-- Input data follows --
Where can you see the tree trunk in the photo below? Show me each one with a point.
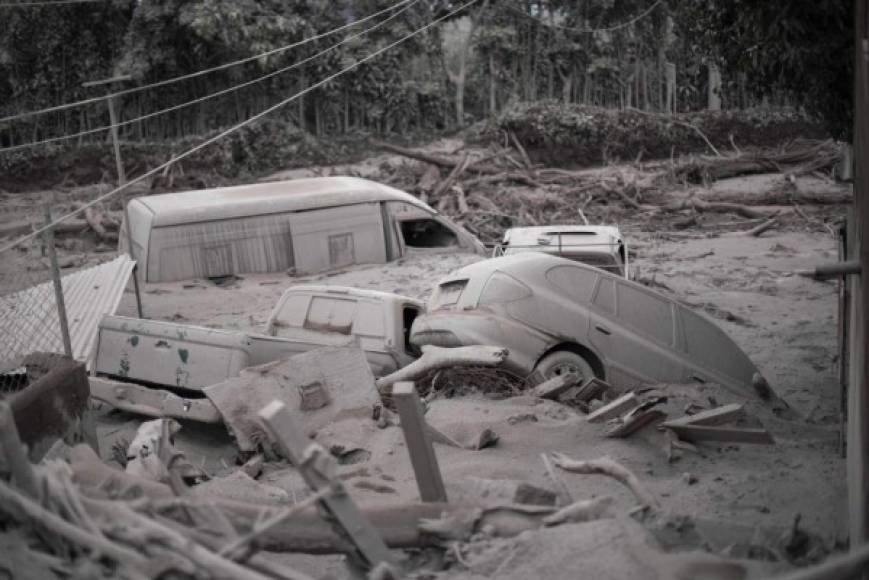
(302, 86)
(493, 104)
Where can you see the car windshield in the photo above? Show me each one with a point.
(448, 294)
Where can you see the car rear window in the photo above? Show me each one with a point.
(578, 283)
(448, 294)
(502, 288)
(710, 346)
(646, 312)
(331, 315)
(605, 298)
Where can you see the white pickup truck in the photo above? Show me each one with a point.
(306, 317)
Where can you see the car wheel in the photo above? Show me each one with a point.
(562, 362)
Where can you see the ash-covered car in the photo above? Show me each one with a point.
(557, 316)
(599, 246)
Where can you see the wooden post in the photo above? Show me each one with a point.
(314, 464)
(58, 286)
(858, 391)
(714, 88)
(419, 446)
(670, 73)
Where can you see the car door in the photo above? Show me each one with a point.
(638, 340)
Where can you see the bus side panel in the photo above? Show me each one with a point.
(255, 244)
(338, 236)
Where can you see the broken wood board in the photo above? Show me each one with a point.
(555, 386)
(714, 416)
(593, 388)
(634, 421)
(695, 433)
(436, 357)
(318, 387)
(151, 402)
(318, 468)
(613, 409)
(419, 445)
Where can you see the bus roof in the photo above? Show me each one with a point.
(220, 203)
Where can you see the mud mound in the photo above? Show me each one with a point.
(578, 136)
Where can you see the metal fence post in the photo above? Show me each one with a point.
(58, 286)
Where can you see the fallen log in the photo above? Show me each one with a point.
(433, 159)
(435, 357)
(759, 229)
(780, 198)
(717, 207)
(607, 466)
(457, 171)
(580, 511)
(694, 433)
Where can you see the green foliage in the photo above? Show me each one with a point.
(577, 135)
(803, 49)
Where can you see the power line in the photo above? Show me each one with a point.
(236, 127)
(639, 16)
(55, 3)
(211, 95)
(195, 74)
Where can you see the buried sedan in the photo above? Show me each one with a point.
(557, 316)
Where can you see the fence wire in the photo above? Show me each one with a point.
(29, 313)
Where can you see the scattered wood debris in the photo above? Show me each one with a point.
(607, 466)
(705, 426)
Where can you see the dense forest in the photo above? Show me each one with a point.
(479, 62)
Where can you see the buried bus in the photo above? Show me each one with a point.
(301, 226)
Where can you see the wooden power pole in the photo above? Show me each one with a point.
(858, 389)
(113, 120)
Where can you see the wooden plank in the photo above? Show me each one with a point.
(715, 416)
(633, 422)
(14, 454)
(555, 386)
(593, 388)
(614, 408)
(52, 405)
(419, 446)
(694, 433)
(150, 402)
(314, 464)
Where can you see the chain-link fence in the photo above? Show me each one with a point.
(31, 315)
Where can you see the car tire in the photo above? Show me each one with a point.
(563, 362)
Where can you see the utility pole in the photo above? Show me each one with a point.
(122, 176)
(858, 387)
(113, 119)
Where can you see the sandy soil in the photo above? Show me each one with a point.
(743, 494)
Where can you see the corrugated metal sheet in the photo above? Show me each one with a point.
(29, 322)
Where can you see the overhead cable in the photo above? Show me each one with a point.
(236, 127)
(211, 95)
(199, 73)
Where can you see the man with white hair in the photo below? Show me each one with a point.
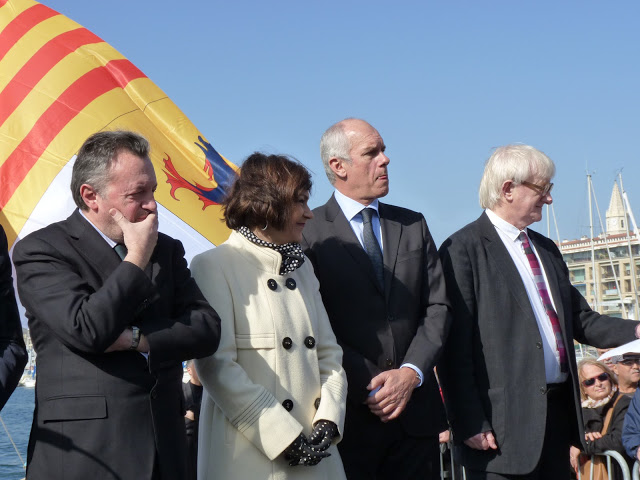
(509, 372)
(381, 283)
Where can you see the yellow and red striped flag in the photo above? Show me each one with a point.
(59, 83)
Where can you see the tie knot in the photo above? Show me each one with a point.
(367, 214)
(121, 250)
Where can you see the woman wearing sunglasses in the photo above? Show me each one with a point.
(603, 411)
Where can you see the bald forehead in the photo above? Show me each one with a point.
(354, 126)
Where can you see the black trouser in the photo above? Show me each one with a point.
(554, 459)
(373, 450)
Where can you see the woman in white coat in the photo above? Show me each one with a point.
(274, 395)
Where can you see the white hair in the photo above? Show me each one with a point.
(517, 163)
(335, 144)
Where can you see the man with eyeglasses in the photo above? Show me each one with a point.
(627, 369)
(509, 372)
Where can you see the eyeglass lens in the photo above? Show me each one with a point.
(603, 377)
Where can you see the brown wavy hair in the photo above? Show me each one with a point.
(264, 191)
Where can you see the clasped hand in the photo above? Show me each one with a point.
-- Input data concluded --
#### [What the exercise asks]
In the answer, please give only the lines from the line containing "Where can you see the black" through the final line of the data, copied exactly.

#### [Result for this exercise]
Where can you see the black trouser in the photo above? Show me each one with a point.
(554, 459)
(373, 450)
Where can you see the woman in white coat in the photo above? Show me each one with a point.
(274, 395)
Where can you see the white hair in the photo above? Show me each one with a point.
(517, 163)
(335, 144)
Where can you see the man with eyeglasses in the photo above? Show me each one with a point.
(627, 369)
(509, 372)
Where can you see the eyeglass lens in the photo above? Show me each one with a point.
(603, 377)
Where can you see the brown wavy hair in the photo above? Show me each one with a point.
(264, 191)
Where can you see the clasped hand in the photo above? Show me each one with a point.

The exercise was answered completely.